● Challenge:
According to the opinion letter below, what topic do the requested questions concern?

● Passage:
Honorable Robert V. Graham
State Auditor
Legislative Building
Olympia, Washington 98504

                                                                                                                 Cite as:  AGO 1974 No. 21

Dear Sir:

            By recent letter you requested our opinion on a number of questions pertaining to the funding of interscholastic athletic activities in the public schools of our state. We paraphrase those questions as follows:

            (1) Is some form of official action by the board of directors of a school district required in order to authorize the district to engage in interscholastic athletic events as a part of its over-all [[ (overall)]]educational program for which district funds are expended?

            (2) Where a school district, at district expense, provides an athletic stadium, pays coaches' salaries, and provides the various kinds of uniforms and the equipment used in interscholastic athletic competition, may the district charge an admission fee for attendance at athletic events by nonstudent school patrons?

            (3) May a school district bind itself contractually to sell reserved seat season tickets to its athletic events for several years in advance?

            (4) When the board of directors of a school district has  [[Orig. Op. Page 3]] by appropriate action authorized the expenditure of school district funds for interscholastic athletic activities, and such activities have been paid for in whole or in part out of the district's general operating funds, may the directors permit the district's student body association to keep and utilize such gate receipts as it derives from those activities without accounting for them or reimbursing the school district funds thus expended?

● Entries provided:

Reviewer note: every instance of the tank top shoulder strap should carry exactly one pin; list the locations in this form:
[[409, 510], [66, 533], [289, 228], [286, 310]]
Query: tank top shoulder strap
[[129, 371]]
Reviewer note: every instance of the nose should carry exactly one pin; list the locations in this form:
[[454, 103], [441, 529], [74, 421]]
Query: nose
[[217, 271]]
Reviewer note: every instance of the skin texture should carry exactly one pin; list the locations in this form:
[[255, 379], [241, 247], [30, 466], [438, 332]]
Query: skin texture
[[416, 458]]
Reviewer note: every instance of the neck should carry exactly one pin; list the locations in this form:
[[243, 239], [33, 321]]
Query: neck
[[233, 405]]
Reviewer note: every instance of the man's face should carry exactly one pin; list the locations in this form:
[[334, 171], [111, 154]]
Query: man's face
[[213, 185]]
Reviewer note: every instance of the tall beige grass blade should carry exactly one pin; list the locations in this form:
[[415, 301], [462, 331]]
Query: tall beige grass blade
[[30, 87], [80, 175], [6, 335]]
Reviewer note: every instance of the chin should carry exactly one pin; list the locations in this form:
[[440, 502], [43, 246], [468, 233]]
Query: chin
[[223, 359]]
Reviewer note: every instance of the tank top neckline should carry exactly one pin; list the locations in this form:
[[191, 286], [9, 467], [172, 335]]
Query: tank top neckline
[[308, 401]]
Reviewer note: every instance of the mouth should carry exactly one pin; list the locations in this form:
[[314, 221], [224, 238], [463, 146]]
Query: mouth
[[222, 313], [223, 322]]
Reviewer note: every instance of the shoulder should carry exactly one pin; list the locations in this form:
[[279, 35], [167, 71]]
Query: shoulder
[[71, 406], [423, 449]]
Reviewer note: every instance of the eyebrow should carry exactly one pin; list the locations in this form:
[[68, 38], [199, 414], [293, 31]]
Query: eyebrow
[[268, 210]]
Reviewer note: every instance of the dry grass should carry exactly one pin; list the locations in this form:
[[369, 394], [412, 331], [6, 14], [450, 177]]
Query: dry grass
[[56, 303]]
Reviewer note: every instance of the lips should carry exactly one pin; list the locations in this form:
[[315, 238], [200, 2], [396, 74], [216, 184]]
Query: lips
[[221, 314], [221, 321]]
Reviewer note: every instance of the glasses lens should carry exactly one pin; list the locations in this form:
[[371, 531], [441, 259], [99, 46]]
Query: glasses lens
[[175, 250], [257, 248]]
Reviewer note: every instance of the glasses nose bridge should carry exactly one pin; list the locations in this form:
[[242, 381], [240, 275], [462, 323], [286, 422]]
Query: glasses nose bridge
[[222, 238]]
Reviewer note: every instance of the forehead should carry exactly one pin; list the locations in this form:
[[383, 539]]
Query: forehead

● Full output:
The funding of interscholastic athletic activities in the public schools of the state.